Please reproduce the material below word for word, from the line containing "For this exercise we mark the green shrub" through the end of the material, both ends included. Leave out the pictures.

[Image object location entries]
☆ ☆ ☆ ☆
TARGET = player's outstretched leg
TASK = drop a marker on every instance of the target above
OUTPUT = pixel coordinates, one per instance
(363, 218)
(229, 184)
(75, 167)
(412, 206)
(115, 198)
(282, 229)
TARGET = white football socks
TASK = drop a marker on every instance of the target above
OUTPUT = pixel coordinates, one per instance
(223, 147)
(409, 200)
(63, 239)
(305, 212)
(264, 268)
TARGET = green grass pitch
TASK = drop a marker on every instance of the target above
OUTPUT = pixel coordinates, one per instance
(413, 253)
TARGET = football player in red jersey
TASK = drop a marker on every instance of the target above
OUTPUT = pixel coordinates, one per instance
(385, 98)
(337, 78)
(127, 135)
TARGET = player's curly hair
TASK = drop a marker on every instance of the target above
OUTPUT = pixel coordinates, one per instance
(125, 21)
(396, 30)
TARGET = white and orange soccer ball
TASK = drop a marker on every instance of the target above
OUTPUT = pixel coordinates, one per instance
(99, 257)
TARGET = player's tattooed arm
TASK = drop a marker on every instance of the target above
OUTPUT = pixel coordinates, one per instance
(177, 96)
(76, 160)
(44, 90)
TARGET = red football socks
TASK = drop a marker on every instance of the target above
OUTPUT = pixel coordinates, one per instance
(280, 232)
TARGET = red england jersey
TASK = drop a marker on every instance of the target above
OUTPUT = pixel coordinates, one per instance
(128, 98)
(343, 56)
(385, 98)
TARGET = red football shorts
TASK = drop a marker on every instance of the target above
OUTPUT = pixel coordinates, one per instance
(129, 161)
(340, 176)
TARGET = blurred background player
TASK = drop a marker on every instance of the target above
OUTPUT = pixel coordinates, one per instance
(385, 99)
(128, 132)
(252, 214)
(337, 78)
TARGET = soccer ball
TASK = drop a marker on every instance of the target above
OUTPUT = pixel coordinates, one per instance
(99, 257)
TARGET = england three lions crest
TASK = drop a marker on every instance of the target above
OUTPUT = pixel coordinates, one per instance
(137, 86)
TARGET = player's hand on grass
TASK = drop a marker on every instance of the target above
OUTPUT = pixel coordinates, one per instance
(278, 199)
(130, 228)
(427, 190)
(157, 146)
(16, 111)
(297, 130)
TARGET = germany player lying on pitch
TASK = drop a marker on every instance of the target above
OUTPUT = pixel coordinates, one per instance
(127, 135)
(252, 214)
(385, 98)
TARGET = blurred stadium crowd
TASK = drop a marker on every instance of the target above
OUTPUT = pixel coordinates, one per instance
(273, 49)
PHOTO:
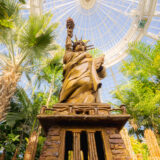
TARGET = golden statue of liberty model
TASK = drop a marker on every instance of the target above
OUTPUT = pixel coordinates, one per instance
(82, 73)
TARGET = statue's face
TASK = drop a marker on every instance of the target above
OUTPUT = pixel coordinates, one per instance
(80, 47)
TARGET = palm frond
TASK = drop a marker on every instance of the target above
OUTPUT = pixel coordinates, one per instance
(37, 35)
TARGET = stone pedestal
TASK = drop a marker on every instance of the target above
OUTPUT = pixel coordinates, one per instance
(83, 132)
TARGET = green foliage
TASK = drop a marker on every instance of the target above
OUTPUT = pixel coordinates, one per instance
(36, 35)
(9, 12)
(139, 148)
(142, 92)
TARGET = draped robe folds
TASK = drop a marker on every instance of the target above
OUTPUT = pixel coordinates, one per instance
(81, 78)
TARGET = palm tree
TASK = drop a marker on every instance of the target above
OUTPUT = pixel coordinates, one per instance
(25, 42)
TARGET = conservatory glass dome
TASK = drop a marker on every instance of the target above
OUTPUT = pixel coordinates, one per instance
(109, 25)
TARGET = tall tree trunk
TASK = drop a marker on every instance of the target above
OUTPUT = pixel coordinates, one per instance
(15, 154)
(152, 144)
(33, 140)
(32, 146)
(50, 92)
(8, 83)
(127, 142)
(2, 156)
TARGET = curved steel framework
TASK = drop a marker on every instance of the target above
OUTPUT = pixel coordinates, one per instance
(142, 17)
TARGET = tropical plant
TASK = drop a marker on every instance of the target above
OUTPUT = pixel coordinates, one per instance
(141, 93)
(26, 41)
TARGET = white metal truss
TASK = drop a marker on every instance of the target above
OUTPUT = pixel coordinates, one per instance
(144, 13)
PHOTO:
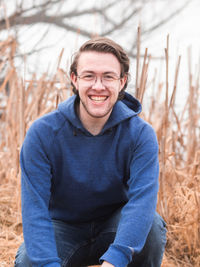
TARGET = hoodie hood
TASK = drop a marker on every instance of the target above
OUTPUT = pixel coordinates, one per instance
(122, 110)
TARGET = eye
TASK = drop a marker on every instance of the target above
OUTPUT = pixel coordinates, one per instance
(87, 77)
(109, 77)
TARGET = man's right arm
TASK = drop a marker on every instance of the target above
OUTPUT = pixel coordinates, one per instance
(35, 191)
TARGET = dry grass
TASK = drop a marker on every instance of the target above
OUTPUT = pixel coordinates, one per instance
(178, 136)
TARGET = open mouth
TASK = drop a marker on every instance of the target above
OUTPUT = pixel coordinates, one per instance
(98, 98)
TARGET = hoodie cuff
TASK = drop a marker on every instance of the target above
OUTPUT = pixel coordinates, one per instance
(117, 256)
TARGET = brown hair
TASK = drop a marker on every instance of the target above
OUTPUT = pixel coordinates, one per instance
(104, 45)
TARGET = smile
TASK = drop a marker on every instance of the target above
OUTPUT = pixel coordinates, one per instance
(98, 98)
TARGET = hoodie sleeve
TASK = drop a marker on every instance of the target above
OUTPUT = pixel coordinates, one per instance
(35, 191)
(138, 213)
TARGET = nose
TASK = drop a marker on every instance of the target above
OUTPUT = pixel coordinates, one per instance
(98, 83)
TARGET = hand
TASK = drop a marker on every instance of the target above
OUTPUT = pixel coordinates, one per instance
(107, 264)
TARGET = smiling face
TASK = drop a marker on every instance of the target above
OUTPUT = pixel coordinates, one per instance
(97, 99)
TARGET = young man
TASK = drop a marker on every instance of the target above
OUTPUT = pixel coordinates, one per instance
(90, 173)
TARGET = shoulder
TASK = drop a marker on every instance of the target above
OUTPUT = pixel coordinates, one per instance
(141, 132)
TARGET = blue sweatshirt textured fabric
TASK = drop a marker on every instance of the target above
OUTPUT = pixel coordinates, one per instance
(71, 175)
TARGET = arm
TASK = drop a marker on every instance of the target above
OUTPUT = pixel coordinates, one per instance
(35, 189)
(138, 213)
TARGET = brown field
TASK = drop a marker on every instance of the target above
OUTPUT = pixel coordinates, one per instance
(178, 135)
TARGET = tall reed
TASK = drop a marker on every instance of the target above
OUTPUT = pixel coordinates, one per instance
(178, 136)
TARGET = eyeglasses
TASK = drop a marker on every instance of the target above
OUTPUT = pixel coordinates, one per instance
(90, 79)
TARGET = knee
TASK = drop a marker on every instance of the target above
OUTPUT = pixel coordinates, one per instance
(21, 259)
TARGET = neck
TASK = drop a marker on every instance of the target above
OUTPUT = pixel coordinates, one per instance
(94, 125)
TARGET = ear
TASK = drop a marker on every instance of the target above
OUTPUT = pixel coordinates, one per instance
(73, 78)
(123, 81)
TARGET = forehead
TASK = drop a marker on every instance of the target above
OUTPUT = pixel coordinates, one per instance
(98, 62)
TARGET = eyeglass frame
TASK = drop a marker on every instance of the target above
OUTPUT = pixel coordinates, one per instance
(101, 78)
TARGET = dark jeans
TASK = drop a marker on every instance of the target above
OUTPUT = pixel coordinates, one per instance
(83, 244)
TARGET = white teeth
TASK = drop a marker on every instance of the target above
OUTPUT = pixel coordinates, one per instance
(98, 98)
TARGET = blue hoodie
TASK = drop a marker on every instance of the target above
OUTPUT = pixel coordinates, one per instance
(70, 175)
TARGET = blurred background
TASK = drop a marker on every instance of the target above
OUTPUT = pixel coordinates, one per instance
(162, 38)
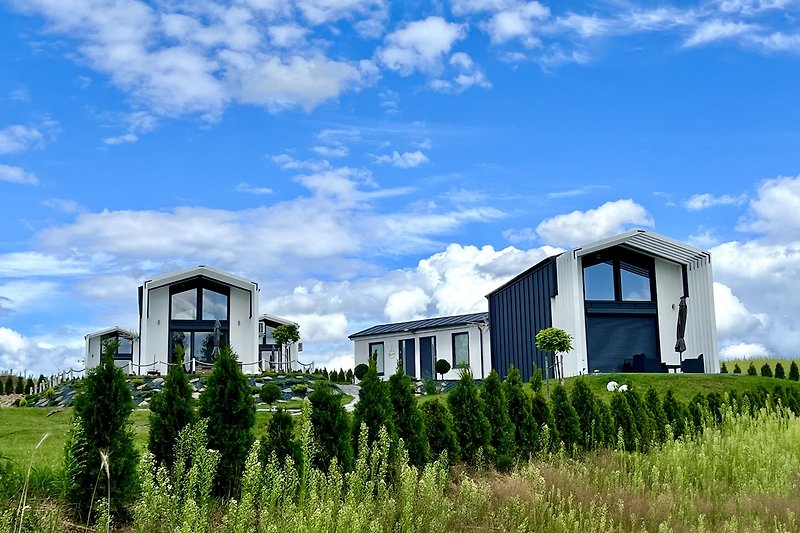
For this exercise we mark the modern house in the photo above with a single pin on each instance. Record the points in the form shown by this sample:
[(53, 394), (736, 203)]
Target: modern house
[(418, 344), (199, 309), (619, 298)]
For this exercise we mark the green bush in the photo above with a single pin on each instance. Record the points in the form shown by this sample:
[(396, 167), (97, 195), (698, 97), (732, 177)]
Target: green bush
[(101, 425), (270, 393), (230, 409), (170, 412)]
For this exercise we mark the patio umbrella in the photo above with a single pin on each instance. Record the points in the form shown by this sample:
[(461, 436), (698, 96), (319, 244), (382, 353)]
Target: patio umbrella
[(680, 343)]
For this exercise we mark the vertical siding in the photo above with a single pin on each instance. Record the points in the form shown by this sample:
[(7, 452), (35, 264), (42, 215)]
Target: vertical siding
[(516, 312)]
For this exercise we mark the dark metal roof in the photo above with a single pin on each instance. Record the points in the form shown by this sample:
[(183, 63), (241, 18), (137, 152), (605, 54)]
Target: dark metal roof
[(425, 324)]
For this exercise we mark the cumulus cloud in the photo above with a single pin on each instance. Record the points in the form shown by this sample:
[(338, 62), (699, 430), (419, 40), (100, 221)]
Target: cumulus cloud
[(585, 226)]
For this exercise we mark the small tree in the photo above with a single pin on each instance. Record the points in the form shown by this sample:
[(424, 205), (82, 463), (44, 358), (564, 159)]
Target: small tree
[(501, 440), (270, 393), (469, 418), (439, 427), (794, 373), (331, 427), (170, 411), (228, 404), (558, 342), (442, 367), (286, 335), (102, 437), (408, 419)]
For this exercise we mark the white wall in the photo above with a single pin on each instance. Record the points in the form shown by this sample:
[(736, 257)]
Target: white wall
[(444, 350)]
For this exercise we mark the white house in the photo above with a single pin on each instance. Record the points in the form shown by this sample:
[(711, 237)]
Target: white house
[(418, 344)]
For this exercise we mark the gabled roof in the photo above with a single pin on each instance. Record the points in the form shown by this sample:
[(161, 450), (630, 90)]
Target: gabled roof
[(650, 243), (424, 324)]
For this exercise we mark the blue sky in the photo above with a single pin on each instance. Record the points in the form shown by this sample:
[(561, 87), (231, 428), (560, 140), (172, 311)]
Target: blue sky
[(369, 162)]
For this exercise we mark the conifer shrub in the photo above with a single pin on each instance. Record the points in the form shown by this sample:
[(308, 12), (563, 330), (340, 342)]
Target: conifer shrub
[(565, 418), (469, 418), (656, 409), (624, 422), (374, 408), (228, 404), (501, 448), (331, 428), (270, 393), (439, 429), (100, 442), (526, 430), (170, 411), (279, 439), (409, 421)]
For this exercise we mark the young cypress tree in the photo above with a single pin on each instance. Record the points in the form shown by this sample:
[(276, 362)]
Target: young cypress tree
[(794, 373), (331, 425), (565, 418), (624, 421), (374, 408), (469, 418), (501, 440), (526, 430), (408, 419), (170, 411), (101, 425), (585, 404), (439, 427), (228, 404), (675, 413), (279, 439), (656, 409)]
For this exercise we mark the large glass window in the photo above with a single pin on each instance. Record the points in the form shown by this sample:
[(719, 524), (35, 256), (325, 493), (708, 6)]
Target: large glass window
[(184, 305), (376, 352), (460, 349), (598, 281)]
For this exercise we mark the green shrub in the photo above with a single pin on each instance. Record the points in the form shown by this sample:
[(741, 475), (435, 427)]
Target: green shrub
[(170, 412), (270, 393), (230, 409), (469, 419), (408, 419), (101, 425)]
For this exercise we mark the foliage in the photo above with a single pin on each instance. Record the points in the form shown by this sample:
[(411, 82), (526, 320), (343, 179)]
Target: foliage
[(331, 430), (101, 427), (228, 404), (442, 367), (170, 411), (526, 430), (374, 408), (269, 393), (565, 418), (408, 419), (439, 428), (361, 371), (469, 419)]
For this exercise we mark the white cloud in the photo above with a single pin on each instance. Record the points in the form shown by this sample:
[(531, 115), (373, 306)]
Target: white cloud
[(698, 202), (580, 227), (404, 160), (17, 175), (420, 45)]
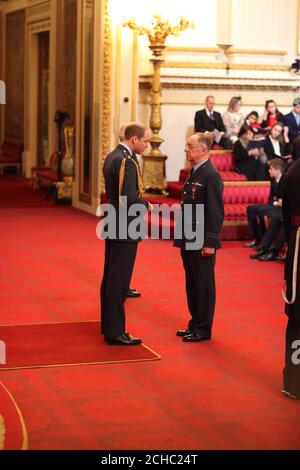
☆ ☆ ☆ ☆
• _EXERCISE SOLUTION_:
For this exercise we mark the green shrub in the photo above with a single pin on each instance. Record the points in the form shown by this sample:
[(741, 475), (435, 427)]
Target: green shrub
[(170, 412), (270, 393), (230, 409), (469, 419), (408, 419), (101, 425)]
For this exercise we mark the foliage in the photo above with a single pin on each instance. Record the points in the form shown by this sample:
[(411, 82), (526, 320), (343, 179)]
Target: foliage
[(331, 430), (101, 427), (228, 404), (442, 367), (170, 411), (526, 430), (374, 408), (269, 393), (565, 418), (408, 419), (439, 428), (361, 371), (469, 419)]
For this exercise we mark the white cloud in the photo above with a single pin on each instance. Record the points in the form shown by this sample:
[(531, 115), (373, 306)]
Target: white cloud
[(698, 202), (580, 227), (404, 160), (17, 175), (420, 45)]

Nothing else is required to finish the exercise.